(Region outline entries)
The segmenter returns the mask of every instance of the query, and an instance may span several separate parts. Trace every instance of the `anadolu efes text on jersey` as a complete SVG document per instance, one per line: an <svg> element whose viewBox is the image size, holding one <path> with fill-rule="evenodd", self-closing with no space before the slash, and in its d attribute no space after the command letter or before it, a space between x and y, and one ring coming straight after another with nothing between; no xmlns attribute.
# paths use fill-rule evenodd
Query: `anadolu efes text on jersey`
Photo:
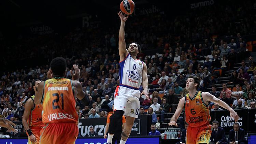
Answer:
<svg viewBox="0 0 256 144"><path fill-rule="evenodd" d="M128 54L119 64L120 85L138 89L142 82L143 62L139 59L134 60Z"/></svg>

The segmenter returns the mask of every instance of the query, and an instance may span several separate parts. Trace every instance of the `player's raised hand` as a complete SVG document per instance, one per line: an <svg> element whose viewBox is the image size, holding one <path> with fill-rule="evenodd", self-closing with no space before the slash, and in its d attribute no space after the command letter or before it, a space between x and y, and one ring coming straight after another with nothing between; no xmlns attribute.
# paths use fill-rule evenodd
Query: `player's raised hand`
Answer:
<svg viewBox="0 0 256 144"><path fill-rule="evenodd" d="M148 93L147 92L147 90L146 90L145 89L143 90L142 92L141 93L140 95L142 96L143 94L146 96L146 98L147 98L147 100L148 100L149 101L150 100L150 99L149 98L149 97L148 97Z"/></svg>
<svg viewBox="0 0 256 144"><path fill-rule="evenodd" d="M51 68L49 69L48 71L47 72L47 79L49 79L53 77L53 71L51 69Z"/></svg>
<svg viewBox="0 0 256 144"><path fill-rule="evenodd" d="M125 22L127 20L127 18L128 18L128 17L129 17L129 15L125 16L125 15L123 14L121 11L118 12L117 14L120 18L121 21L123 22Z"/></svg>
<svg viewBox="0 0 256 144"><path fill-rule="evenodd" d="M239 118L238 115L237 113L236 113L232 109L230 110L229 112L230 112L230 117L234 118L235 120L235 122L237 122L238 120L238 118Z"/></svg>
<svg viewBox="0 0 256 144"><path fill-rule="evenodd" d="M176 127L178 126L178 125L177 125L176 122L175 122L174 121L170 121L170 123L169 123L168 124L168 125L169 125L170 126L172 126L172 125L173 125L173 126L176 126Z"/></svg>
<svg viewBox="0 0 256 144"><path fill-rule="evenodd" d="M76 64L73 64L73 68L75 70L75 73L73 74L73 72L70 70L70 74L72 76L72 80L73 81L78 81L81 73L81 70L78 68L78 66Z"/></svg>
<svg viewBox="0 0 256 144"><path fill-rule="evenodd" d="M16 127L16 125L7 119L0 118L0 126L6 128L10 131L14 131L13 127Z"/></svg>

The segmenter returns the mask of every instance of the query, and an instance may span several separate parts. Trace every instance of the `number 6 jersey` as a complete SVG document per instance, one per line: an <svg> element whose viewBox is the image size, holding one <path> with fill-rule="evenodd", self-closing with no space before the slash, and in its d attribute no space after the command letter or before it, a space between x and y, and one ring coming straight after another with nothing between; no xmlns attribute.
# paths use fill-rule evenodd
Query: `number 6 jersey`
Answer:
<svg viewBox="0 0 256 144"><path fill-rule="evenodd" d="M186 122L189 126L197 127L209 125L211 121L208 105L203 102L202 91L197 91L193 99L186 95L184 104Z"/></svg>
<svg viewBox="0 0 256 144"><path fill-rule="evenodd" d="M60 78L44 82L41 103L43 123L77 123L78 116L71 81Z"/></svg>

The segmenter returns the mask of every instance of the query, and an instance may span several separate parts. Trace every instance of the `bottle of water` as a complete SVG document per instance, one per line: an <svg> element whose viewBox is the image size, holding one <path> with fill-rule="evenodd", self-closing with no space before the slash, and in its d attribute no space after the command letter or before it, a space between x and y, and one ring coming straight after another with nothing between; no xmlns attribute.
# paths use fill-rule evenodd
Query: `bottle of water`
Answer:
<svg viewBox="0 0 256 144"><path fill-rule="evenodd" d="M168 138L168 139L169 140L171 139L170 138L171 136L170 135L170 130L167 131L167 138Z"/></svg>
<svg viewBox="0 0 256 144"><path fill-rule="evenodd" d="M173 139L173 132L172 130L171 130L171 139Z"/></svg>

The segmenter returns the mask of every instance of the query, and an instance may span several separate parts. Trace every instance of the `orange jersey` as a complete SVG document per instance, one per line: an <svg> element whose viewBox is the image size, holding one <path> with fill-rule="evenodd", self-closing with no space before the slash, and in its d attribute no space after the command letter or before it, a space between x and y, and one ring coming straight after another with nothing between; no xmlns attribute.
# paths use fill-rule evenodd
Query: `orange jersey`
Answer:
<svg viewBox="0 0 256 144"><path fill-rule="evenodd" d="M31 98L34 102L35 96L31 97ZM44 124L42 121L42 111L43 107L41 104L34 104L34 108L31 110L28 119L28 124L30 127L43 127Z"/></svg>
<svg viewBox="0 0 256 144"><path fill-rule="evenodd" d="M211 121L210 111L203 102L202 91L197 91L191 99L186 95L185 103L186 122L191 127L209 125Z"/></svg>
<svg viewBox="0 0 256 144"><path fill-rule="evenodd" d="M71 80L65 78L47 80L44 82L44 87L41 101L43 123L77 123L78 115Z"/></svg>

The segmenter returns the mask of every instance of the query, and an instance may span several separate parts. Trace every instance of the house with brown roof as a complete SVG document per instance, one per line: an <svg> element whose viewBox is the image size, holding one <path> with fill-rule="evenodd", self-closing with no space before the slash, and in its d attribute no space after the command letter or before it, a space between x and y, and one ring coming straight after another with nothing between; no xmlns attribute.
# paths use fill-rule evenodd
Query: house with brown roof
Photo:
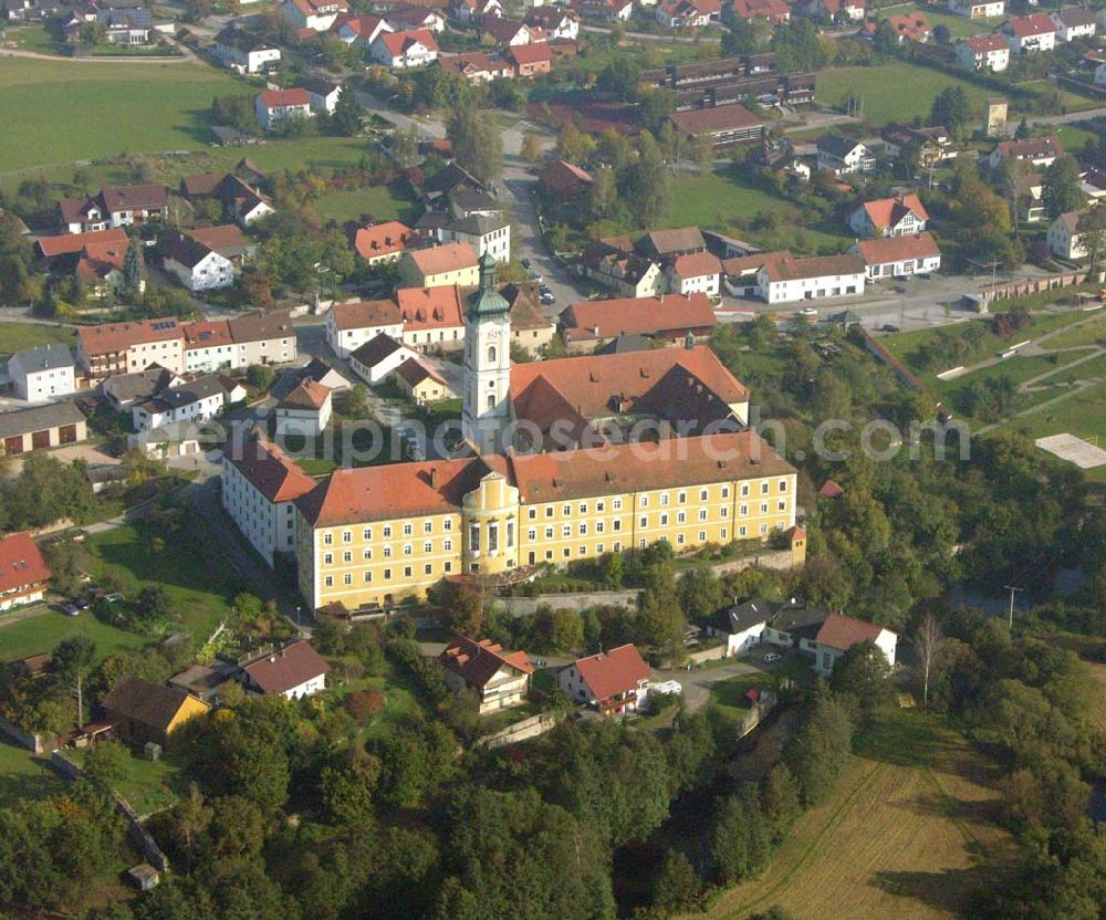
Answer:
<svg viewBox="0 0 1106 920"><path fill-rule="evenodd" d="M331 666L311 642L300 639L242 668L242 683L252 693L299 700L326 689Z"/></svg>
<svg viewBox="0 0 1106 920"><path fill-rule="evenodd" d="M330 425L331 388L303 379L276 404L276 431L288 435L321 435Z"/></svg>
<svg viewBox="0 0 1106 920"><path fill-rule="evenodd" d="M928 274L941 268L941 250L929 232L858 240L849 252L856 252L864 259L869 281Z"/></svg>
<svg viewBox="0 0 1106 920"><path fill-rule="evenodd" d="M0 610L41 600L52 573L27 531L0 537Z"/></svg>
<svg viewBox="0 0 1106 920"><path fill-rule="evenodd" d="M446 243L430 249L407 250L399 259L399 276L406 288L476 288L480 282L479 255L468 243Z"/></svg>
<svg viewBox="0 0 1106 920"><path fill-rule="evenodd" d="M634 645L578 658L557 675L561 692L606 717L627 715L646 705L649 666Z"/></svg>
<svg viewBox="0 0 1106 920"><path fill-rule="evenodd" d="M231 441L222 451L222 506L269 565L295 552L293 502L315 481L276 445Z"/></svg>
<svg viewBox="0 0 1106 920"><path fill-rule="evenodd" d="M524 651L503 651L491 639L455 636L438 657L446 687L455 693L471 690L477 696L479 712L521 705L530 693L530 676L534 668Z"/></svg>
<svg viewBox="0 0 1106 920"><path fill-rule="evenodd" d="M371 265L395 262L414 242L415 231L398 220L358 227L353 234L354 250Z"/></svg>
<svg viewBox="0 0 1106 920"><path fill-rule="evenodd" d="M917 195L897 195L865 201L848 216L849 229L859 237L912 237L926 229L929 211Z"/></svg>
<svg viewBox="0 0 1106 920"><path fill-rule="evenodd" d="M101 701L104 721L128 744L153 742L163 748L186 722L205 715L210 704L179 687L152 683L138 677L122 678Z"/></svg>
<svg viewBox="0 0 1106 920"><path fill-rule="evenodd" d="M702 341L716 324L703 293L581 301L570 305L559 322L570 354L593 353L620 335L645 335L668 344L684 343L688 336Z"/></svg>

# Exercise directions
Please rewrite the listing, from its start through the line containing "54L119 64L120 85L138", as a Markdown table with the columns Row and Line, skipping blank lines and leaving the pictures out.

# Written solution
| Row | Line |
|---|---|
| 1 | The segmenter returns the mask of every instance of the query, and an instance may span several separate parts. Trace every instance of the `anadolu efes text on jersey` as a complete SVG document per instance, one per line: an <svg> element whose viewBox is the image size, holding one <path> with fill-rule="evenodd", self-closing with no space before the slash, and in its d attribute no space after the command letter or before it, a space between x and y, and one ring coming straight after another with nothing between; no xmlns attribute. |
| 2 | # paths use fill-rule evenodd |
| 3 | Query: `anadolu efes text on jersey` |
| 4 | Photo: |
| 5 | Answer: |
| 6 | <svg viewBox="0 0 256 144"><path fill-rule="evenodd" d="M128 54L119 64L120 85L138 89L142 82L143 62L139 59L134 60Z"/></svg> |